=== Written problem ===
Print every one of the records below line for line, changing nothing.

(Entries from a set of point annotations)
↓↓↓
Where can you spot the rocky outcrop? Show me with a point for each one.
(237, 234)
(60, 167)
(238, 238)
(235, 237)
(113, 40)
↑↑↑
=== Exercise result ===
Where can you spot the rocky outcrop? Show me with a point for each one.
(237, 234)
(60, 167)
(238, 238)
(235, 237)
(113, 40)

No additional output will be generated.